Brief:
Write out all of the material below word for word, omitting the pictures.

Source records
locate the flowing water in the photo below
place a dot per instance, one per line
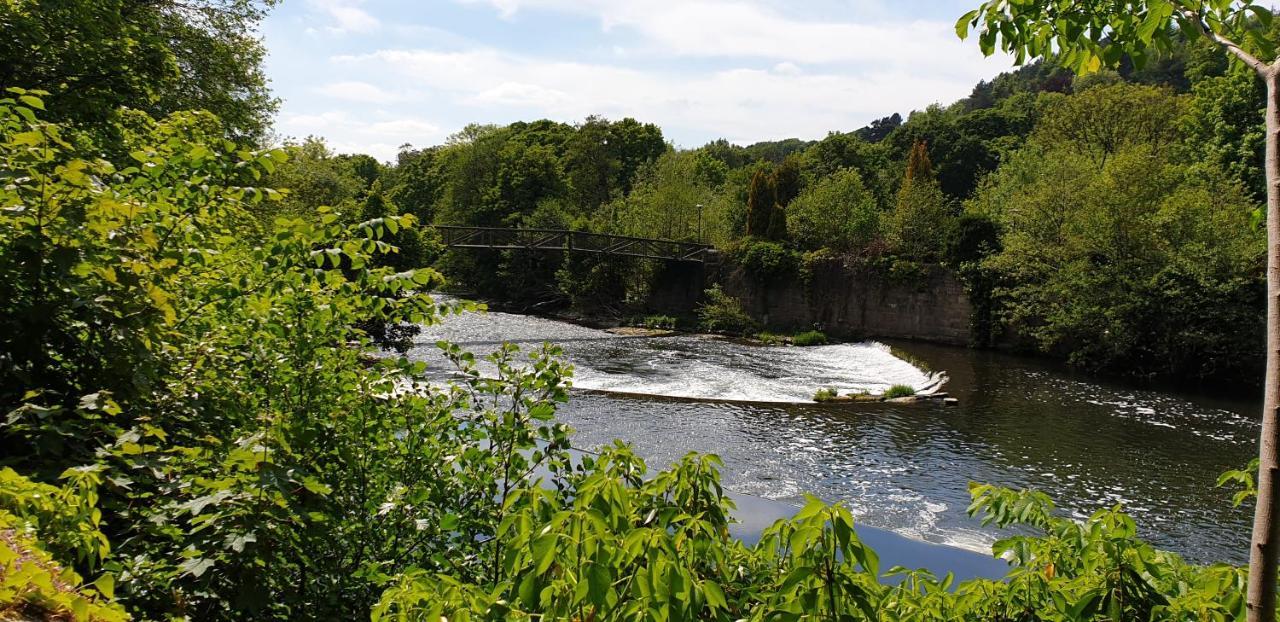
(903, 467)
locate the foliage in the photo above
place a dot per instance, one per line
(826, 394)
(37, 522)
(1088, 35)
(634, 548)
(899, 390)
(1115, 264)
(809, 338)
(659, 321)
(764, 260)
(721, 312)
(760, 202)
(161, 58)
(768, 338)
(920, 218)
(667, 201)
(836, 213)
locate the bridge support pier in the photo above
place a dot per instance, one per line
(679, 288)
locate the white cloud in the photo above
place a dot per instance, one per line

Exercise output:
locate the flowing water in the photo below
place a dot per instance, one per line
(903, 467)
locate the foliage in the photo above
place a dot per instance, one per line
(826, 394)
(37, 522)
(1088, 35)
(634, 548)
(899, 390)
(1115, 264)
(809, 338)
(659, 321)
(764, 260)
(721, 312)
(760, 202)
(161, 58)
(768, 338)
(920, 218)
(667, 201)
(836, 213)
locate the bridge support pier in the photo above
place a dot per instance, one per line
(679, 288)
locate the white cloud in the photo above
place a dot per instance, one per line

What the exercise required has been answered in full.